Task item A:
In the comment thread below about building slides, rewrite the paragraph beginning "To answer your question directly" more briefly, keeping its main facts.
Task item B:
Answer these questions from the comment thread below about building slides:
(i) How many comments does the page list?
(ii) According to the first comment, what do many excellent presenters use a slide as?
(iii) Which tool did the second commenter use for years?
Task item C:
Pick up the comment thread below about building slides and continue it from its last sentence.

15 comments

  • abdullahkhalids 2 days ago ago

    Don't you find the linear format of slides built in this fashion very constraining?

    Many excellent presenters use a slide as a 2D canvas on which text and images can be placed in arbitrary locations - whatever best helps get the ideas across to the audience. Is losing this feature worth the advantages of this tool?

    • a4isms 2 days ago ago

      I used DeckSet for years. I love this concept.

      https://www.deckset.com

      To answer your question directly, I am already all-in on Markdown and lightweight markup languages in general. Adopting such a thing is an exercise in a certain form of minimalism. In Markdown I can theoretically do anything by dropping into HTML, but the entire point (to me) is to focus on what I'm trying to write and not on every presentation and every slide being unique objects.

      It's the same thing with my blog. I could use any number of tools that give me arbitrary control over text and images appearing wherever I want. But I choose not to want that in exchange for the simplicity and constraints guiding me to focus on what I'm trying to say rather than how I'm trying to say it.

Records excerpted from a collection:

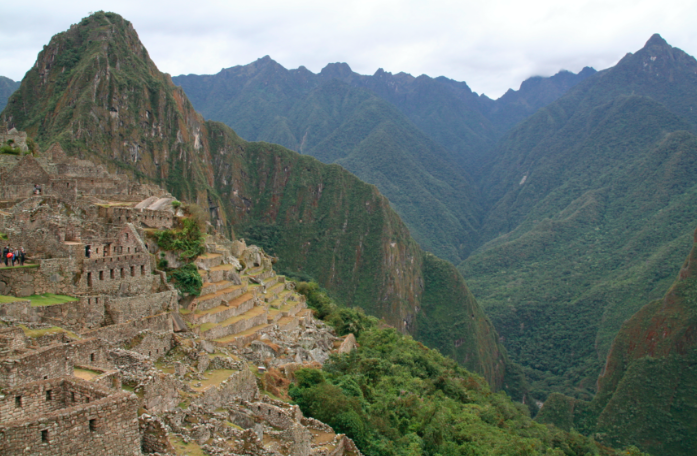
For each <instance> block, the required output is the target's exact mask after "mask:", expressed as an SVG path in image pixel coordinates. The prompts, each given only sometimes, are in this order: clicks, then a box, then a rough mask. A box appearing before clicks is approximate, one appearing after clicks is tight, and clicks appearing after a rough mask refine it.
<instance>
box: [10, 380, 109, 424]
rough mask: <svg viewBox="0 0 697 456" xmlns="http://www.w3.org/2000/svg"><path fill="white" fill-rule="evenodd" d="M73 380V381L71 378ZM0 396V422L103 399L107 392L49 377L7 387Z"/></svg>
mask: <svg viewBox="0 0 697 456" xmlns="http://www.w3.org/2000/svg"><path fill="white" fill-rule="evenodd" d="M73 380H75V381H73ZM3 394H4V398H3V399H0V417H2V422H3V423H7V422H10V421H17V420H25V419H32V418H34V419H35V418H36V416H35V415H46V414H48V413H51V412H54V411H56V410H61V409H65V408H68V407H73V406H76V405H78V404H87V403H90V402H92V401H96V400H99V399H102V398H105V397H106V396H107V395H108V394H109V392H107V391H104V390H103V389H101V388H95V387H94V385H93V384H91V383H89V382H85V381H80V379H77V378H75V379H72V378H70V377H61V378H52V379H49V380H41V381H38V382H31V383H27V384H26V385H22V386H17V387H14V388H10V389H7V390H5V391H4V392H3Z"/></svg>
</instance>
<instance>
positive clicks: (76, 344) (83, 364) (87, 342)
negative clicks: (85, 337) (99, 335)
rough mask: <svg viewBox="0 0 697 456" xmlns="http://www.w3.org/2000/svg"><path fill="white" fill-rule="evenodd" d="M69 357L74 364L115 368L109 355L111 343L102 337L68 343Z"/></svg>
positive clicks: (88, 365)
mask: <svg viewBox="0 0 697 456" xmlns="http://www.w3.org/2000/svg"><path fill="white" fill-rule="evenodd" d="M67 347H68V349H67V352H68V358H69V360H70V362H71V363H72V364H73V365H84V366H94V367H98V368H100V369H113V368H114V367H115V366H114V364H113V363H112V362H111V359H110V358H109V356H108V350H109V348H110V347H109V345H108V344H107V343H106V342H104V341H103V340H101V339H97V338H96V337H92V338H89V339H82V340H76V341H74V342H70V343H69V344H67Z"/></svg>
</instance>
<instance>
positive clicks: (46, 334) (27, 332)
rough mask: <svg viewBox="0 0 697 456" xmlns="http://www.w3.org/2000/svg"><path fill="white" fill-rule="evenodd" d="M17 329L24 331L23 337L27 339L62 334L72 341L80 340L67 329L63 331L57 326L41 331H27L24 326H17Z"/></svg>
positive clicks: (60, 327) (32, 329) (63, 329)
mask: <svg viewBox="0 0 697 456" xmlns="http://www.w3.org/2000/svg"><path fill="white" fill-rule="evenodd" d="M19 327H20V328H22V331H24V335H25V336H27V337H41V336H45V335H47V334H57V333H62V332H63V333H66V334H67V335H68V336H70V337H72V338H74V339H79V338H80V337H78V336H77V335H76V334H75V333H74V332H72V331H68V330H67V329H63V328H61V327H59V326H52V327H50V328H42V329H29V328H27V327H26V326H24V325H19Z"/></svg>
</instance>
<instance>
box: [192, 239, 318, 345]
mask: <svg viewBox="0 0 697 456" xmlns="http://www.w3.org/2000/svg"><path fill="white" fill-rule="evenodd" d="M210 247H211V246H209V248H210ZM211 250H213V249H211ZM224 261H225V258H224V255H223V254H221V253H215V252H213V253H211V252H209V253H206V254H204V255H201V256H199V257H198V258H197V259H196V261H195V264H196V265H197V266H198V268H199V273H200V274H201V277H202V278H203V287H202V289H201V295H200V296H198V297H197V298H195V299H194V300H192V302H191V303H190V304H189V306H188V308H187V309H186V310H184V311H183V312H182V314H183V317H184V319H185V320H186V321H187V323H188V324H189V327H190V328H191V329H192V330H193V331H194V332H195V333H197V334H199V335H200V336H201V337H203V338H205V339H208V340H211V341H213V342H214V343H215V344H216V345H220V346H226V345H234V346H237V347H243V346H245V345H247V344H249V343H251V342H252V341H254V340H256V339H258V338H259V337H260V336H261V335H262V334H263V332H264V331H268V330H271V329H273V328H275V327H278V328H280V329H283V330H292V329H294V328H296V327H297V326H298V325H299V324H300V323H301V322H302V321H303V318H304V317H303V316H298V315H300V314H301V313H302V312H303V310H307V309H306V304H305V299H304V297H302V296H300V295H298V294H297V293H295V291H292V290H290V289H287V283H286V279H285V277H284V276H279V275H276V273H275V272H274V271H273V269H270V268H269V269H264V267H263V266H259V267H255V268H248V269H246V270H244V271H243V273H242V275H241V276H237V275H235V274H234V273H236V270H235V267H234V266H233V265H232V264H225V263H224ZM237 277H239V280H238V279H237ZM231 279H234V280H231ZM235 281H238V282H240V283H237V284H236V283H235Z"/></svg>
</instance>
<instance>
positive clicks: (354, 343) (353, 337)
mask: <svg viewBox="0 0 697 456" xmlns="http://www.w3.org/2000/svg"><path fill="white" fill-rule="evenodd" d="M357 346H358V344H356V336H354V335H353V333H351V334H349V335H348V336H346V338H345V339H344V341H343V342H342V343H341V345H340V346H339V353H342V354H343V353H351V352H352V351H353V350H355V349H356V347H357Z"/></svg>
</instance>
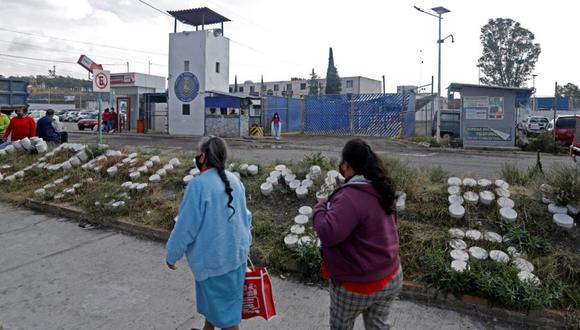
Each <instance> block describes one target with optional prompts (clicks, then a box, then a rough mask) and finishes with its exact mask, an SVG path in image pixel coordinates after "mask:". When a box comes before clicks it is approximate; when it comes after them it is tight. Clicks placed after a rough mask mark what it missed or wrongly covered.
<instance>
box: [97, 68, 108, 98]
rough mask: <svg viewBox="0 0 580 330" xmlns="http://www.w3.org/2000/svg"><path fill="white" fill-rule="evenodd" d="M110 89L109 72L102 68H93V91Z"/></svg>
mask: <svg viewBox="0 0 580 330" xmlns="http://www.w3.org/2000/svg"><path fill="white" fill-rule="evenodd" d="M110 91H111V73H110V72H109V71H104V70H93V92H97V93H109V92H110Z"/></svg>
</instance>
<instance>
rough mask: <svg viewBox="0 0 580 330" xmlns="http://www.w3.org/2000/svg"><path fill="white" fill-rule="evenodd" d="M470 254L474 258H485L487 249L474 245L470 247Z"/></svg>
mask: <svg viewBox="0 0 580 330" xmlns="http://www.w3.org/2000/svg"><path fill="white" fill-rule="evenodd" d="M469 255H470V256H471V257H472V258H473V259H478V260H485V259H487V256H488V254H487V251H486V250H485V249H482V248H480V247H479V246H472V247H470V248H469Z"/></svg>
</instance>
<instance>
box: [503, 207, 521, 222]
mask: <svg viewBox="0 0 580 330" xmlns="http://www.w3.org/2000/svg"><path fill="white" fill-rule="evenodd" d="M499 215H500V217H501V219H502V220H503V221H506V222H514V221H516V219H517V218H518V212H516V211H515V210H514V209H512V208H509V207H502V208H501V209H499Z"/></svg>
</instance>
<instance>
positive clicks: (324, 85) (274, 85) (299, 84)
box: [229, 76, 382, 98]
mask: <svg viewBox="0 0 580 330" xmlns="http://www.w3.org/2000/svg"><path fill="white" fill-rule="evenodd" d="M340 80H341V87H342V88H341V91H340V93H341V94H373V93H382V84H381V81H380V80H374V79H370V78H366V77H360V76H356V77H344V78H341V79H340ZM318 86H319V93H320V94H319V95H324V89H325V87H326V79H318ZM229 91H230V93H240V94H246V95H252V96H258V95H260V91H263V93H262V94H263V95H273V96H287V95H289V96H291V97H295V98H300V97H301V96H305V95H308V92H309V80H308V79H292V80H285V81H269V82H264V84H263V85H262V83H260V82H257V83H256V82H253V81H246V82H244V83H241V84H238V85H237V90H236V85H235V84H230V88H229Z"/></svg>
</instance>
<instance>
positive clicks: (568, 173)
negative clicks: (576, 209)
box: [546, 165, 580, 205]
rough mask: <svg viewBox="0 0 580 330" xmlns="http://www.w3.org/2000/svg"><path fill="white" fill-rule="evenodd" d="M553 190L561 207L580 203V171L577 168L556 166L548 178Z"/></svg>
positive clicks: (579, 170)
mask: <svg viewBox="0 0 580 330" xmlns="http://www.w3.org/2000/svg"><path fill="white" fill-rule="evenodd" d="M546 181H547V182H548V184H549V185H551V186H552V188H553V191H554V192H553V196H552V197H553V198H554V199H555V201H556V202H557V203H558V204H559V205H568V204H569V203H573V204H579V202H580V169H579V168H577V167H575V166H567V165H556V166H554V167H553V168H552V169H551V171H550V172H549V173H548V175H547V176H546Z"/></svg>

Expected output A:
The commenter is already fully committed to Markdown and lightweight markup languages, and sees adopting them as an exercise in minimalism. Markdown can in theory do anything by dropping into HTML. For this commenter, though, the point is to focus on the writing rather than on making every presentation and slide a unique object.

Expected output B:
(i) 15.
(ii) A 2D canvas on which text and images can be placed in arbitrary locations.
(iii) DeckSet.

Expected output C:
      I have found a local maximum for me, and tools like this are a good fit for that. You may be elsewhere enjoying a different kind of local maximum.

      • a4isms a day ago ago

        Also, what shipman05 said about version control and composition of text-based artefacts! It is nice to be able to interoperate with many text-based tools and scripts, although I rarely have needed the latter.

    • shipman05 2 days ago ago

      A text-based tool like this certainly puts a ceiling on presentation quality. Whether that really matters is situational. In most cases, content is more important than style once a certain threshold of "not hideous" is reached.

      The same tradeoffs apply to a text-based diagram tool like mermaid.js vs more traditional diagramming tools like Miro.

      My coworkers' Miro diagrams are prettier than my mermaid diagrams. But mine are composable and able to be versional controlled. I'm able to create complex diagrams many times faster using a text-based tool.

      Ultimately, slides and diagrams are for conveying knowledge. If you're able to convey the same knowledge with significantly less effort, that outweighs the loss of "style points" in most situations (internal knowledge-transfer, meet-ups, etc).

      • Royce-CMR a day ago ago

        Slight tangent counterpoint; sometimes conveying knowledge requires the prettier / flair of a miro/lucid/figma or even full infographic style solution.

        I like md, and I like mermaid, and I like text / simple. But I know to help others, sometimes the visual medium and storytelling justify the alternatives.

        • shipman05 10 hours ago ago

          Yep. Totally agree. It's situational. IMO, a marginally prettier presentation is rarely worth the opportunity cost of what else I could get done with the time, but sometimes it is.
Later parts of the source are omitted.